→ INSTRUCTION A: In the forum thread below, what example does François G. Dorais give?

┌─ SOURCE TEXT

If by an equivalence you mean a sentence of the form $A\leftrightarrow B$, then your example is not ideal, because it has the structure $\forall M (A(M)\leftrightarrow B(M))$ –  Christian Remling May 17 at 19:50
    
There's aspects of ill-definition that could be concerning. For example, with Perelman's proof, one way to shorten it would be to adjust the axioms. Take the Poincare conjecture as an axiom, and both directions become pretty straightforward. –  Ryan Budney May 17 at 19:51
    
Not a fascinating example, but "a square matrix is invertible iff it has nonzero determinant" seems like an example. –  François G. Dorais May 17 at 20:06
    
This sort of question comes up very naturally, but it is often hard to find precisely the notion we want to capture. The length of a formal proof is not a very interesting metric, because we don't normally look at formal proofs anyway (so the length is meaningless for practice) and because the length depends as much on the proof system as on the theorem being proved. Reverse Mathematics can capture the set-existence axioms required for each direction. But trying to capture how "easy" or "natural" each direction is to prove is a challenge that has not been solved. –  Carl Mummert May 17 at 21:03

2 Answers 2

up vote 7 down vote accepted

I think that there are numerous trivial examples of this.

└─
┌─ EXCERPTED DATA

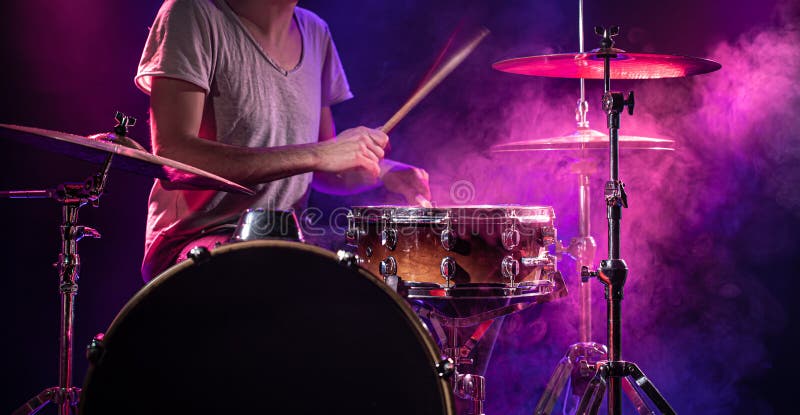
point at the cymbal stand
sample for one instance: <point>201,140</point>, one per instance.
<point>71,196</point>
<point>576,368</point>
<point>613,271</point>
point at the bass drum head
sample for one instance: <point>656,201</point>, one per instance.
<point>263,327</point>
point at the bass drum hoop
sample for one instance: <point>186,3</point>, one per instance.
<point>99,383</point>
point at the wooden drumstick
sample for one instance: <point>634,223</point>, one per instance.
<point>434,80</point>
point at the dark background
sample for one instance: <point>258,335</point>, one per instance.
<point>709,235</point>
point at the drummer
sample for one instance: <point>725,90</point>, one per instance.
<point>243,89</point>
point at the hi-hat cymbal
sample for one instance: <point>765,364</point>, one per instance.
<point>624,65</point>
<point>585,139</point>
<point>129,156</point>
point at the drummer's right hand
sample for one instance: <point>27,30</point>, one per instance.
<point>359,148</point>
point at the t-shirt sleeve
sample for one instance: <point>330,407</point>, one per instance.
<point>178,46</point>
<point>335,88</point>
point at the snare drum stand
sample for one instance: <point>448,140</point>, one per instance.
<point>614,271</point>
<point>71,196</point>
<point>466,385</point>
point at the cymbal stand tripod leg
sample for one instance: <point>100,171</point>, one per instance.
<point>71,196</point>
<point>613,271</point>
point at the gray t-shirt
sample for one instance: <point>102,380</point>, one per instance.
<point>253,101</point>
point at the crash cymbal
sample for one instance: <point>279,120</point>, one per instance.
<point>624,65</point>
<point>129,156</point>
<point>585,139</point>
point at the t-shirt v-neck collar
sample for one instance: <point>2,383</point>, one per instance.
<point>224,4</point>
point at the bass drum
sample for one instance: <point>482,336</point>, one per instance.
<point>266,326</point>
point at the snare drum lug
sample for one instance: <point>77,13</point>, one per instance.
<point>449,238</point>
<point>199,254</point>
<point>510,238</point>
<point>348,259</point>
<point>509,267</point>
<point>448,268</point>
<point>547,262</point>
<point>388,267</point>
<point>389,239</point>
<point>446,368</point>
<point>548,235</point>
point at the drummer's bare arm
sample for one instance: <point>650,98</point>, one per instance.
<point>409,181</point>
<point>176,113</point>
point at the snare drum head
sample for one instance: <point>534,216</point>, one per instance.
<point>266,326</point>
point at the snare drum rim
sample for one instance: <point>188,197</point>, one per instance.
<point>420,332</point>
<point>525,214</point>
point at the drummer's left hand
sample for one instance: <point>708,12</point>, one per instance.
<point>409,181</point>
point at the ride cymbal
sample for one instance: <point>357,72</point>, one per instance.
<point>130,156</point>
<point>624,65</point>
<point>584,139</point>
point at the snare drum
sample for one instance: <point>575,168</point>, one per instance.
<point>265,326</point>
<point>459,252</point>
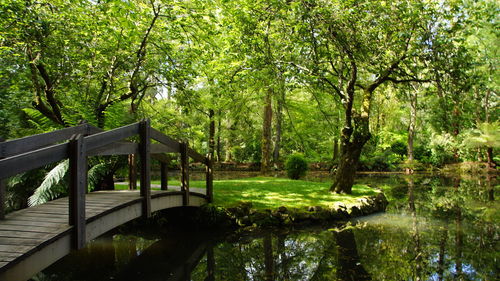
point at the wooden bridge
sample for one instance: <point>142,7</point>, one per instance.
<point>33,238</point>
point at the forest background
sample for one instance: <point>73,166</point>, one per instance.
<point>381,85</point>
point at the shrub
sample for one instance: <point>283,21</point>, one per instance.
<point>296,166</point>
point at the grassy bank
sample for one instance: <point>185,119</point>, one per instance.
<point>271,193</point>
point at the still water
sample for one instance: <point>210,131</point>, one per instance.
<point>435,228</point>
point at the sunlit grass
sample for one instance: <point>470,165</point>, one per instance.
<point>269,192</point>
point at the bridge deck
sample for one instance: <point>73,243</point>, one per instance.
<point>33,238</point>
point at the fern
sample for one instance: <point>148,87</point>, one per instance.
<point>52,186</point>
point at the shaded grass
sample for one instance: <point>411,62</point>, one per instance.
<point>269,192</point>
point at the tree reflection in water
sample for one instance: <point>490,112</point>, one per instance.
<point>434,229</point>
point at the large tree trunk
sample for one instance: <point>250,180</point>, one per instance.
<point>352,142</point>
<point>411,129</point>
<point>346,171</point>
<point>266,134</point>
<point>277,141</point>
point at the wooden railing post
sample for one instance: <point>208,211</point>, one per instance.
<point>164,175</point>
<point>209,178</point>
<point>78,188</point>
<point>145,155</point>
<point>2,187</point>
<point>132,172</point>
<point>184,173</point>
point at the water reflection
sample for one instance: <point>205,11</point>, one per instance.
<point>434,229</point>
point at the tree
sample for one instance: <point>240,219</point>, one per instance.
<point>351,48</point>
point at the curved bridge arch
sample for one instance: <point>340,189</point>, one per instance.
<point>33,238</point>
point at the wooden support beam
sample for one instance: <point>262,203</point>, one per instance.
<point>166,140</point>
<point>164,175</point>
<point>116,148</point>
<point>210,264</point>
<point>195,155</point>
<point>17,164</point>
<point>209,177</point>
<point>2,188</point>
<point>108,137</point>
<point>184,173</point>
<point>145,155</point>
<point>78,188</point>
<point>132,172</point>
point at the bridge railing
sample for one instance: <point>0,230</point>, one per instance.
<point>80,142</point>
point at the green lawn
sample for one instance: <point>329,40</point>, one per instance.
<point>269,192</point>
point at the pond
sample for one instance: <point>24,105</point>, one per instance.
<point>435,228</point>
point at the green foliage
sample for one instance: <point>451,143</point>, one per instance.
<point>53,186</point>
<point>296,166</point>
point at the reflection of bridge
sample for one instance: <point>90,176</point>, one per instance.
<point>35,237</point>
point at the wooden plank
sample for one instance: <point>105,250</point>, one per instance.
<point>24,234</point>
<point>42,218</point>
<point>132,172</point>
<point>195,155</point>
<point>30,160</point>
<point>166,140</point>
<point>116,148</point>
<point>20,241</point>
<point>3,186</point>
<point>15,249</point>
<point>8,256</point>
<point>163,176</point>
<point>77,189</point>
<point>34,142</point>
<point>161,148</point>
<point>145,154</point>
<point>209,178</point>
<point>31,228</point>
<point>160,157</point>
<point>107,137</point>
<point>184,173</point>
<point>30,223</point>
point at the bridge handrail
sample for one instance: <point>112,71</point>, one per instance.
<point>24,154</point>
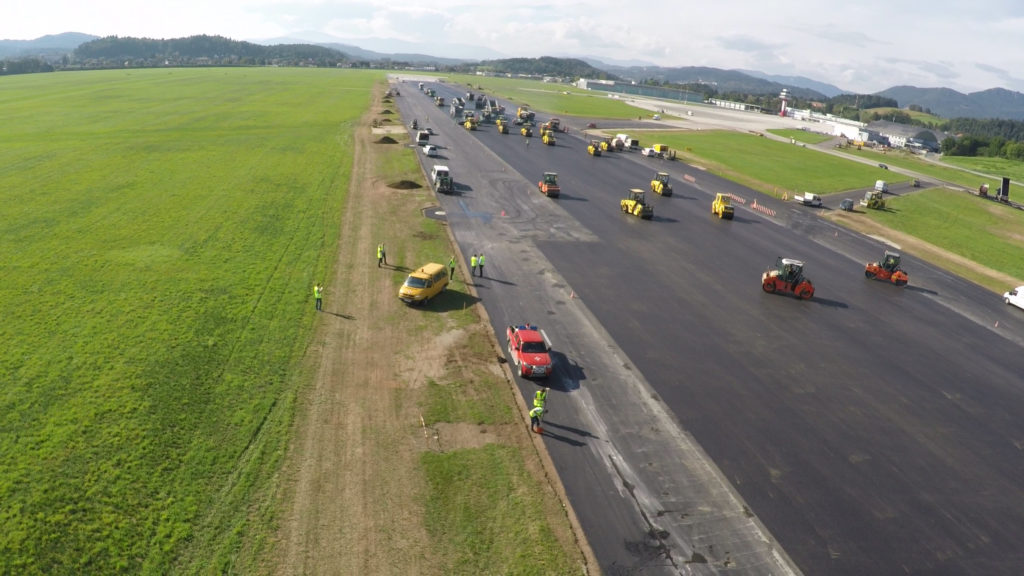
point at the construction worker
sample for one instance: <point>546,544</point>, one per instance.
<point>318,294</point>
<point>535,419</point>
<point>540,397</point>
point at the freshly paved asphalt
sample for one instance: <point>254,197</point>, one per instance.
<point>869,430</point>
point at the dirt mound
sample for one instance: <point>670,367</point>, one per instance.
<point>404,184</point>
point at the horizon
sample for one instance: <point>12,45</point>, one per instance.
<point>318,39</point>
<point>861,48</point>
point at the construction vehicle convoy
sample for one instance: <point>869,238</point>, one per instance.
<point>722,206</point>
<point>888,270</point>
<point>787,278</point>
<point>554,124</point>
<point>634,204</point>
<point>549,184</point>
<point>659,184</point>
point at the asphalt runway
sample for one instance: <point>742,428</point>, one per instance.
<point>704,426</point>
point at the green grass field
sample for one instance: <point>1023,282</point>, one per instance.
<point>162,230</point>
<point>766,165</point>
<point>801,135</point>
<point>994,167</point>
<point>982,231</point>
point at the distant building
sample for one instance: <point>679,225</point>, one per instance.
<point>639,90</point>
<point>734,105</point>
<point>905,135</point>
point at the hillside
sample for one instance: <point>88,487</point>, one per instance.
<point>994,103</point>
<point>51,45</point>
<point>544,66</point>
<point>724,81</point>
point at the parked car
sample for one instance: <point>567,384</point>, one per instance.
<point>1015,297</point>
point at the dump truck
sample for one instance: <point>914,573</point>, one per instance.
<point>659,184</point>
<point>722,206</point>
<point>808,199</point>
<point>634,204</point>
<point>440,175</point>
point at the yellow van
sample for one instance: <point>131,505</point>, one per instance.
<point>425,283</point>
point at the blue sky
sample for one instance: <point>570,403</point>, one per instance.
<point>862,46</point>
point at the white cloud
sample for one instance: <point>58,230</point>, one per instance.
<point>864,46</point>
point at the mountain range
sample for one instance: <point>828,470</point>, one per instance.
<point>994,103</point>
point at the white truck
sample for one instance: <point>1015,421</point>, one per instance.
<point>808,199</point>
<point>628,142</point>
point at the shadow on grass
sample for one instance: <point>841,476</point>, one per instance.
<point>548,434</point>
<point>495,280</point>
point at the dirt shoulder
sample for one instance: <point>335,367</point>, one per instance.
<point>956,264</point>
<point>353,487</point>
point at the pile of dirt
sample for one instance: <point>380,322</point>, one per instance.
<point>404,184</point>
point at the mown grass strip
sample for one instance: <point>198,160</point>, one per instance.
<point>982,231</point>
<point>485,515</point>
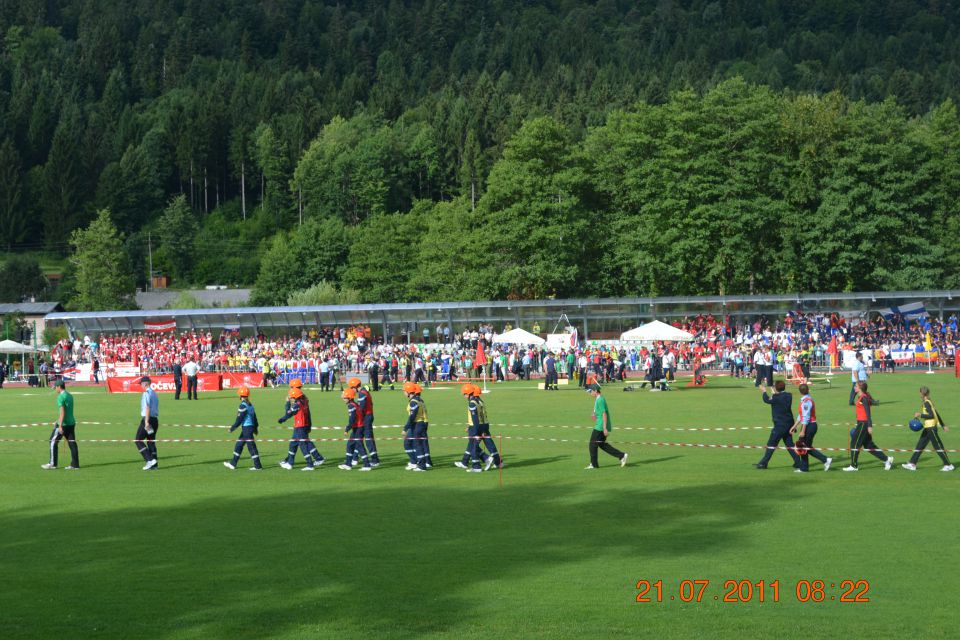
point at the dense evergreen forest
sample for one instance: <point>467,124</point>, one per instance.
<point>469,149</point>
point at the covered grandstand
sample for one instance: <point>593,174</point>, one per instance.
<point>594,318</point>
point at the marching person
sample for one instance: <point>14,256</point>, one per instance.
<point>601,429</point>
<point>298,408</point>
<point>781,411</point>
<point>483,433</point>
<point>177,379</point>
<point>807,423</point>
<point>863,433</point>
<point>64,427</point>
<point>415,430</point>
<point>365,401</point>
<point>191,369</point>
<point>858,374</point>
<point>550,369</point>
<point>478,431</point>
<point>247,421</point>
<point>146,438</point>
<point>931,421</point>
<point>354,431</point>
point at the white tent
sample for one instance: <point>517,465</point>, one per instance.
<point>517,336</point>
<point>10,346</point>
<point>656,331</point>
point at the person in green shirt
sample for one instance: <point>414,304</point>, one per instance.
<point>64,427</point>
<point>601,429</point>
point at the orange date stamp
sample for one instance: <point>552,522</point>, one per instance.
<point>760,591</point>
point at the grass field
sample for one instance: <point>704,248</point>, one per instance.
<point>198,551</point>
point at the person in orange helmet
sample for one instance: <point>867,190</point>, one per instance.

└─

→ INSTRUCTION B: Gather every line of the listing above that contains the word "background".

→ EXERCISE ANSWER A: A square matrix is invertible if and only if it has nonzero determinant.

→ EXERCISE ANSWER B:
point at the dark background
point at the forest background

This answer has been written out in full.